Sezione del testo –
----
Come far ripartire il mondo

La crescita globale è stata anemica per tutto l’anno passato e le previsioni per il 2016 sono migliori soltanto di poco. È indispensabile dunque fare qualcosa per dare slancio alle entrate ed espandere le opportunità di chiunque e ovunque. Ecco alcuni buoni propositi economici che potrebbero portare felicità nel nuovo anno e oltre.

Iniziamo dall’Europa: malgrado l’accomodante politica monetaria voluta dalla Banca centrale europea, un considerevole deprezzamento dell’euro, e tassi di interesse negativi sul breve periodo, l’economia europea resta stagnante. Nel 2016 le autorità dovranno smettere di aspettarsi che la politica monetaria risolva i loro problemi, e al contrario dovranno impegnarsi a cercare soluzioni più rapidamente e con maggiore fermezza per risolvere la miriade di crisi da affrontare, da quelle tra loro collegate di crescita, sistema bancario, valuta e governance all’escalation della crisi dei rifugiati, che sta mettendo a rischio la libertà di movimento all’interno delle frontiere dell’Unione. I leader europei dovranno anche perseguire riforme fiscali dal lato dell’offerta, strutturali, del mercato del lavoro e normative, con soluzioni ispirate al buonsenso per risolvere le crisi fiscali delle economie in difficoltà alla periferia d’Europa e per le sventure debitorie a medio termine che sono in cima alle agende delle economie più forti.
----
Dati estratti –
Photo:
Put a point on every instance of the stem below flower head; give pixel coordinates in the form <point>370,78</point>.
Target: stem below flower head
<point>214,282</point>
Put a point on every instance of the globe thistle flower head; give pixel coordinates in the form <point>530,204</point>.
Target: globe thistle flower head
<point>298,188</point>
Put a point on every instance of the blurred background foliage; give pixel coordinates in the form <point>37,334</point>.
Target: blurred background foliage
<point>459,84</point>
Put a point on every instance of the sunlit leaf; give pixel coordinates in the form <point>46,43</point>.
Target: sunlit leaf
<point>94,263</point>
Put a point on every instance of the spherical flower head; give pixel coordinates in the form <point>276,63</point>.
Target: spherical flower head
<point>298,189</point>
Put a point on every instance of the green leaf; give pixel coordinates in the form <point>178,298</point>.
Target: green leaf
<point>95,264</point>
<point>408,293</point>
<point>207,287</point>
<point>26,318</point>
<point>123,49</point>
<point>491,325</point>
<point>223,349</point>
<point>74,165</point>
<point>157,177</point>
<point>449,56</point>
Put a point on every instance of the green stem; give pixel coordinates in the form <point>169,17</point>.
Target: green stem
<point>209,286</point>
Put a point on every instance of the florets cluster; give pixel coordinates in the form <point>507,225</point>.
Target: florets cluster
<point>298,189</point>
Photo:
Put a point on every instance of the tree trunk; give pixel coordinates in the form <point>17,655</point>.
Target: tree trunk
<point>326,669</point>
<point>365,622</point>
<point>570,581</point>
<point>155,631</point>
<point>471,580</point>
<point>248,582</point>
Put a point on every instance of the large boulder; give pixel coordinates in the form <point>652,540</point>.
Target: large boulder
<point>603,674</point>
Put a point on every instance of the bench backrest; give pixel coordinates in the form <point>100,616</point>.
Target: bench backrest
----
Cosa farai – Trascrivi senza modifiche il brano del testo sulla crescita economica globale che comincia con "La crescita globale" e prosegue fino a "anno e oltre.".

Risposta al compito –
La crescita globale è stata anemica per tutto l’anno passato e le previsioni per il 2016 sono migliori soltanto di poco. È indispensabile dunque fare qualcosa per dare slancio alle entrate ed espandere le opportunità di chiunque e ovunque. Ecco alcuni buoni propositi economici che potrebbero portare felicità nel nuovo anno e oltre.